# TRAVAIL À FAIRE
Extrayez des lignes ci-dessous chacune de celles qui contiennent la chaîne « cliff ».

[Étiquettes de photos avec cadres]
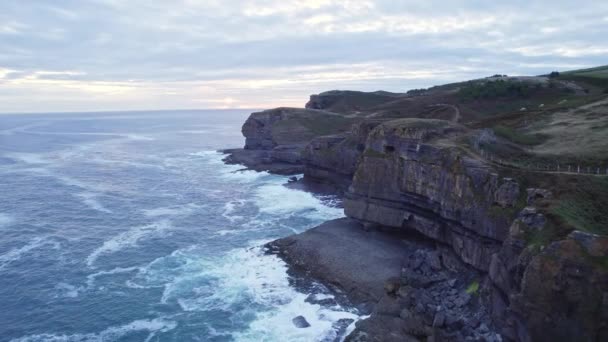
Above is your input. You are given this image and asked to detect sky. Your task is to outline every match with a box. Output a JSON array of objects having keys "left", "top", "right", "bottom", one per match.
[{"left": 0, "top": 0, "right": 608, "bottom": 113}]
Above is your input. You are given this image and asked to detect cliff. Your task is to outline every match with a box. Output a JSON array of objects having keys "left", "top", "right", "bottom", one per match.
[
  {"left": 224, "top": 107, "right": 354, "bottom": 175},
  {"left": 229, "top": 69, "right": 608, "bottom": 341}
]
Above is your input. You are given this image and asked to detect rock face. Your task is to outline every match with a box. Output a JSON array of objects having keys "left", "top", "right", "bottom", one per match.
[
  {"left": 225, "top": 108, "right": 353, "bottom": 174},
  {"left": 489, "top": 217, "right": 608, "bottom": 341},
  {"left": 303, "top": 119, "right": 386, "bottom": 191},
  {"left": 306, "top": 90, "right": 404, "bottom": 113},
  {"left": 344, "top": 119, "right": 518, "bottom": 271},
  {"left": 227, "top": 91, "right": 608, "bottom": 342}
]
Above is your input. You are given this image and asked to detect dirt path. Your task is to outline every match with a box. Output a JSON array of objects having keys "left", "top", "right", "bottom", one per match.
[
  {"left": 463, "top": 144, "right": 608, "bottom": 176},
  {"left": 429, "top": 103, "right": 460, "bottom": 122}
]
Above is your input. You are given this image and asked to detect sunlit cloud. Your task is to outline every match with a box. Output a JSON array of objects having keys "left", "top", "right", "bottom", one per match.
[{"left": 0, "top": 0, "right": 608, "bottom": 112}]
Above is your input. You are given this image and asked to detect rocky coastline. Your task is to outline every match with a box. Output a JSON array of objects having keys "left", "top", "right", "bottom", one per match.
[{"left": 224, "top": 91, "right": 608, "bottom": 341}]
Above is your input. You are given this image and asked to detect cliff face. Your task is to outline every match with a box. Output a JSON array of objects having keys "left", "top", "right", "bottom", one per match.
[
  {"left": 344, "top": 119, "right": 608, "bottom": 341},
  {"left": 344, "top": 119, "right": 519, "bottom": 271},
  {"left": 306, "top": 90, "right": 405, "bottom": 113},
  {"left": 303, "top": 119, "right": 385, "bottom": 191},
  {"left": 228, "top": 85, "right": 608, "bottom": 341},
  {"left": 225, "top": 108, "right": 353, "bottom": 174}
]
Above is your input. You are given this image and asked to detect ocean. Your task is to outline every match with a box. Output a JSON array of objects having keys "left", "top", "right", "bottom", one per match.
[{"left": 0, "top": 110, "right": 359, "bottom": 342}]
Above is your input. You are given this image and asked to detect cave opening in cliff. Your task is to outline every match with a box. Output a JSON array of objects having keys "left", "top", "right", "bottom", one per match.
[{"left": 384, "top": 145, "right": 395, "bottom": 153}]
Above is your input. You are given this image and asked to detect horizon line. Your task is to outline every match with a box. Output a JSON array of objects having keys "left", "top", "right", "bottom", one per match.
[{"left": 0, "top": 106, "right": 270, "bottom": 115}]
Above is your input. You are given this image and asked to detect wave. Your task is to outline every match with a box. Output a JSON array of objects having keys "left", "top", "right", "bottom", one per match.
[
  {"left": 75, "top": 192, "right": 112, "bottom": 214},
  {"left": 86, "top": 220, "right": 171, "bottom": 267},
  {"left": 0, "top": 237, "right": 61, "bottom": 271},
  {"left": 222, "top": 200, "right": 245, "bottom": 223},
  {"left": 87, "top": 266, "right": 141, "bottom": 288},
  {"left": 11, "top": 318, "right": 177, "bottom": 342},
  {"left": 55, "top": 282, "right": 83, "bottom": 298},
  {"left": 0, "top": 213, "right": 15, "bottom": 227},
  {"left": 142, "top": 203, "right": 203, "bottom": 217},
  {"left": 254, "top": 180, "right": 344, "bottom": 221},
  {"left": 126, "top": 241, "right": 359, "bottom": 341}
]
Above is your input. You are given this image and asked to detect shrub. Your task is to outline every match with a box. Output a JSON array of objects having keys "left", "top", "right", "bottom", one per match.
[
  {"left": 493, "top": 125, "right": 547, "bottom": 146},
  {"left": 458, "top": 79, "right": 530, "bottom": 99},
  {"left": 466, "top": 281, "right": 479, "bottom": 295}
]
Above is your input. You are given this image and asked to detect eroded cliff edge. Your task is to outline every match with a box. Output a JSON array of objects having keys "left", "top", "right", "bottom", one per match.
[{"left": 223, "top": 78, "right": 608, "bottom": 341}]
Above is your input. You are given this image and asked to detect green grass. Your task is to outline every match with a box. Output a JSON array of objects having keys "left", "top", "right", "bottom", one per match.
[
  {"left": 465, "top": 280, "right": 479, "bottom": 295},
  {"left": 458, "top": 80, "right": 533, "bottom": 100},
  {"left": 363, "top": 149, "right": 389, "bottom": 159},
  {"left": 550, "top": 176, "right": 608, "bottom": 234},
  {"left": 493, "top": 125, "right": 547, "bottom": 146},
  {"left": 524, "top": 220, "right": 563, "bottom": 252},
  {"left": 298, "top": 115, "right": 353, "bottom": 135}
]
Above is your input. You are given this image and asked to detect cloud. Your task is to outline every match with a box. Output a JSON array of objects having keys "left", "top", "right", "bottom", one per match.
[{"left": 0, "top": 0, "right": 608, "bottom": 112}]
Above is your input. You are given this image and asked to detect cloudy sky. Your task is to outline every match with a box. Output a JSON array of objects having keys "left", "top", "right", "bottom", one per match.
[{"left": 0, "top": 0, "right": 608, "bottom": 112}]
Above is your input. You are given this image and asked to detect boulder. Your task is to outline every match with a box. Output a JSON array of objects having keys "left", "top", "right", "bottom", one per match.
[{"left": 291, "top": 316, "right": 310, "bottom": 328}]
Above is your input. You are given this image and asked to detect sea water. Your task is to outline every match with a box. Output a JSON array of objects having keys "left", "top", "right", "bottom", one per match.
[{"left": 0, "top": 110, "right": 358, "bottom": 341}]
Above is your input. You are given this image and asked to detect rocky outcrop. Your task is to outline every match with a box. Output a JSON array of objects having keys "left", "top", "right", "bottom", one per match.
[
  {"left": 303, "top": 119, "right": 386, "bottom": 191},
  {"left": 306, "top": 90, "right": 405, "bottom": 113},
  {"left": 225, "top": 107, "right": 353, "bottom": 174},
  {"left": 229, "top": 91, "right": 608, "bottom": 341},
  {"left": 488, "top": 215, "right": 608, "bottom": 341},
  {"left": 345, "top": 119, "right": 517, "bottom": 271}
]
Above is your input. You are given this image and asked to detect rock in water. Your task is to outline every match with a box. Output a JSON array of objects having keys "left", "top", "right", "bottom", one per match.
[{"left": 291, "top": 316, "right": 310, "bottom": 328}]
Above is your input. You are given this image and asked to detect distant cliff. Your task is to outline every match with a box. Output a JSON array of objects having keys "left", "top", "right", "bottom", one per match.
[{"left": 228, "top": 71, "right": 608, "bottom": 341}]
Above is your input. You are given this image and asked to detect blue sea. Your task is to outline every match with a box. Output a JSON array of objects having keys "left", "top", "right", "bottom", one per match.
[{"left": 0, "top": 110, "right": 358, "bottom": 342}]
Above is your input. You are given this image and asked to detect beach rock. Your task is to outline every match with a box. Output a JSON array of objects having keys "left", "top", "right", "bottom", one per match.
[
  {"left": 291, "top": 316, "right": 310, "bottom": 328},
  {"left": 224, "top": 107, "right": 353, "bottom": 174},
  {"left": 494, "top": 178, "right": 519, "bottom": 208},
  {"left": 433, "top": 311, "right": 445, "bottom": 328},
  {"left": 303, "top": 119, "right": 386, "bottom": 191},
  {"left": 344, "top": 119, "right": 510, "bottom": 271},
  {"left": 306, "top": 90, "right": 405, "bottom": 113},
  {"left": 526, "top": 188, "right": 553, "bottom": 206}
]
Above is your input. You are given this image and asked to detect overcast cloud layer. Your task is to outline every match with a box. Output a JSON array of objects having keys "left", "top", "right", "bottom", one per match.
[{"left": 0, "top": 0, "right": 608, "bottom": 112}]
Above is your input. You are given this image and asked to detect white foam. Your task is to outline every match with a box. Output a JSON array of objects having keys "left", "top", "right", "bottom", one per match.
[
  {"left": 86, "top": 220, "right": 171, "bottom": 267},
  {"left": 75, "top": 192, "right": 112, "bottom": 214},
  {"left": 221, "top": 167, "right": 270, "bottom": 183},
  {"left": 55, "top": 283, "right": 82, "bottom": 298},
  {"left": 222, "top": 200, "right": 245, "bottom": 223},
  {"left": 11, "top": 318, "right": 177, "bottom": 342},
  {"left": 142, "top": 203, "right": 203, "bottom": 217},
  {"left": 0, "top": 237, "right": 61, "bottom": 270},
  {"left": 255, "top": 182, "right": 344, "bottom": 220},
  {"left": 87, "top": 266, "right": 140, "bottom": 288},
  {"left": 6, "top": 152, "right": 51, "bottom": 165},
  {"left": 133, "top": 241, "right": 359, "bottom": 342},
  {"left": 0, "top": 213, "right": 15, "bottom": 227}
]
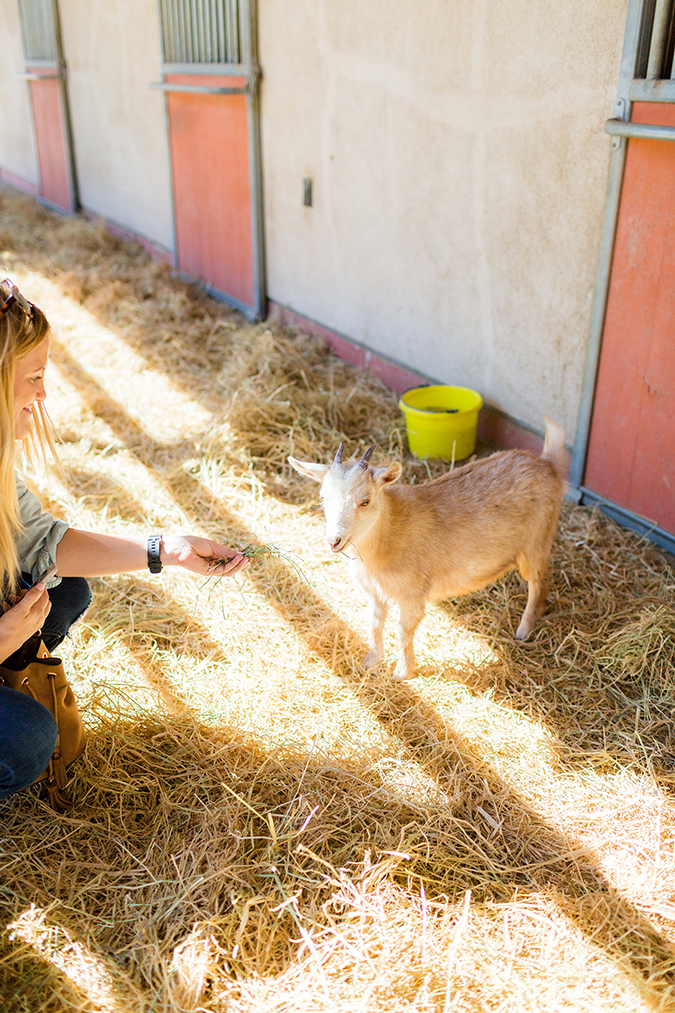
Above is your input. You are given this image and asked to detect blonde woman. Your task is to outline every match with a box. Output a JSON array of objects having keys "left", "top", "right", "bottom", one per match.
[{"left": 0, "top": 279, "right": 248, "bottom": 798}]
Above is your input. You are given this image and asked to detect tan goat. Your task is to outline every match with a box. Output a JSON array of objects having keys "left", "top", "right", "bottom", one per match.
[{"left": 289, "top": 418, "right": 567, "bottom": 680}]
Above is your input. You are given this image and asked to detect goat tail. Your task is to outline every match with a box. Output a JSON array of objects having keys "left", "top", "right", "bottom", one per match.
[{"left": 541, "top": 415, "right": 569, "bottom": 480}]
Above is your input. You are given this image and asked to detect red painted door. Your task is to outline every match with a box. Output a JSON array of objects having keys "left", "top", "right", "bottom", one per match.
[
  {"left": 28, "top": 67, "right": 75, "bottom": 211},
  {"left": 165, "top": 74, "right": 255, "bottom": 310},
  {"left": 584, "top": 102, "right": 675, "bottom": 534}
]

# EXERCICE CORRIGÉ
Above is your input. You are given this image and asked to detect cliff. Your task is to outline every match with a box. Output a JSON array of objects having keys "left", "top", "right", "bottom", one per match.
Above is your input. You are given this image and asked to detect cliff face. Your task is to outline every match with a box. Output a JSON array of objects having keys "left", "top", "right", "bottom", one per match.
Above is your input. You are given this image and asked to detect cave opening in cliff. Your task is to outline every match with a box. Output a JSON array of objects having keys "left", "top", "right", "bottom", one per match.
Above is your input. You are given this image and asked to detect eroded cliff edge. Your task is to outline every match with a box. Output a JSON array of objects having keys "left", "top", "right", "bottom", one per match.
Above is your input. You are given this image and asked to detect distant cliff. Your task is to outline every match with a box. Output a JSON array of objects having keys "left", "top", "right", "bottom", one per match.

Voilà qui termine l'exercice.